▶

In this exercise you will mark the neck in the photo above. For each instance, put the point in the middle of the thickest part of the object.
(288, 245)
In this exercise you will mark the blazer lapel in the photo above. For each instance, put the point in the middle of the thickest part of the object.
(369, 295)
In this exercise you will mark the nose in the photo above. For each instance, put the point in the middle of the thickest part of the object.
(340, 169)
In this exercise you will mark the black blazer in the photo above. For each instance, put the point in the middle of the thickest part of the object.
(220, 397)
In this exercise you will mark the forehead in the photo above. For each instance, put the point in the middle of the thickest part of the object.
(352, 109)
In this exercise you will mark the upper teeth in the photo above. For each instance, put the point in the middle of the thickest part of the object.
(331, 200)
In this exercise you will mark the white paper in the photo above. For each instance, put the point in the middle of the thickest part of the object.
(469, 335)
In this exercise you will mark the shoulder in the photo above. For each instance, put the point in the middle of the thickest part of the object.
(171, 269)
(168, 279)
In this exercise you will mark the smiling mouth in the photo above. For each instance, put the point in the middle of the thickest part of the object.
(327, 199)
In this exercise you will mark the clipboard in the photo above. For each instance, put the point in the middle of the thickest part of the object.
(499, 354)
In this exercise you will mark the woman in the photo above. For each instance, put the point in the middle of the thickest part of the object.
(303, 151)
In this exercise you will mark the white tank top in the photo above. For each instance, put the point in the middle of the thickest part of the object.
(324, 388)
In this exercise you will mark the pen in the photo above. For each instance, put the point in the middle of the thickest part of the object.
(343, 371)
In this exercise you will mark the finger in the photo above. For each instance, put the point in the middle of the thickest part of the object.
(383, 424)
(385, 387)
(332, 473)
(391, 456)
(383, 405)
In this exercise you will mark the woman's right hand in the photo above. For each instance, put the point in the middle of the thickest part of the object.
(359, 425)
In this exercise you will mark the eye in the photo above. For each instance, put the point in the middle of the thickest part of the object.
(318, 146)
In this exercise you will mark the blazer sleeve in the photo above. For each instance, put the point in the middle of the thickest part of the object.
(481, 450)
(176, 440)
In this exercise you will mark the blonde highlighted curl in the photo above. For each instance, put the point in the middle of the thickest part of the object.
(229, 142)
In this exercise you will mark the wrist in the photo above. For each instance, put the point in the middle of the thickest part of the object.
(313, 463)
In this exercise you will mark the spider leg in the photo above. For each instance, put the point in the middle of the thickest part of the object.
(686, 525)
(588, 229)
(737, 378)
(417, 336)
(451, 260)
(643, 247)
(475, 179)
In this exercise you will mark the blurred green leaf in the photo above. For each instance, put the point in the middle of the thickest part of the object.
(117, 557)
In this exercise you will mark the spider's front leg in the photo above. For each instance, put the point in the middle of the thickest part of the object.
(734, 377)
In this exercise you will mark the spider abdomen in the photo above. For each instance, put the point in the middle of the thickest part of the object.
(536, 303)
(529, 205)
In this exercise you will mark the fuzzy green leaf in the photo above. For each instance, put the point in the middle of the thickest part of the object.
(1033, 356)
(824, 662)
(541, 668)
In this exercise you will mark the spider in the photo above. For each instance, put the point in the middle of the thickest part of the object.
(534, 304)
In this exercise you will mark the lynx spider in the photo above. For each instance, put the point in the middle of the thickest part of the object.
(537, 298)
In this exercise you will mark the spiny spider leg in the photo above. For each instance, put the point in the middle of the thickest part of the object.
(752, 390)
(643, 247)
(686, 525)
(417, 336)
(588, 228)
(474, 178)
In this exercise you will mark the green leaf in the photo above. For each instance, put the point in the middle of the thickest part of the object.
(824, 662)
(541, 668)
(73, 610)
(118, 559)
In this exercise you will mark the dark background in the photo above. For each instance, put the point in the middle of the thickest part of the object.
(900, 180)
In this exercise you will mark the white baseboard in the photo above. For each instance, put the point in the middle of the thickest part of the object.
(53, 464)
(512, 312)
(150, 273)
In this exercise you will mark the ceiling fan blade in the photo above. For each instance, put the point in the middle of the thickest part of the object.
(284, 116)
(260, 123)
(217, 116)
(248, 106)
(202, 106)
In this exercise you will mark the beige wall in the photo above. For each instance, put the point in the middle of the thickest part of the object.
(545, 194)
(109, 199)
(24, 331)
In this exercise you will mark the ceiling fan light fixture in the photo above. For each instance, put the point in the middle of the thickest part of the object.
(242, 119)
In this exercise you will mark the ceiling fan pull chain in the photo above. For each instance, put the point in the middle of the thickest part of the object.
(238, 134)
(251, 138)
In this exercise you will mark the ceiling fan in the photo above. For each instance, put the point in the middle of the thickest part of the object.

◀

> **Task**
Once the line containing "In this exercise you will mark the ceiling fan light" is found, output it and each line after it through the end of the listing above, exactly, with nothing else.

> **Response area**
In this exercise you will mark the ceiling fan light fixture in the photo above. For each instance, put the point in the middle of the thickest part of the object.
(242, 119)
In this exercise you will mark the ceiling fan pull chain in the photo above. For each instance, put the point in the middle of the thickest part of the object.
(238, 134)
(251, 138)
In this exercise you will mark the ceiling fan in the photo above. For each instance, put the point in the middle of the thickest part of the object.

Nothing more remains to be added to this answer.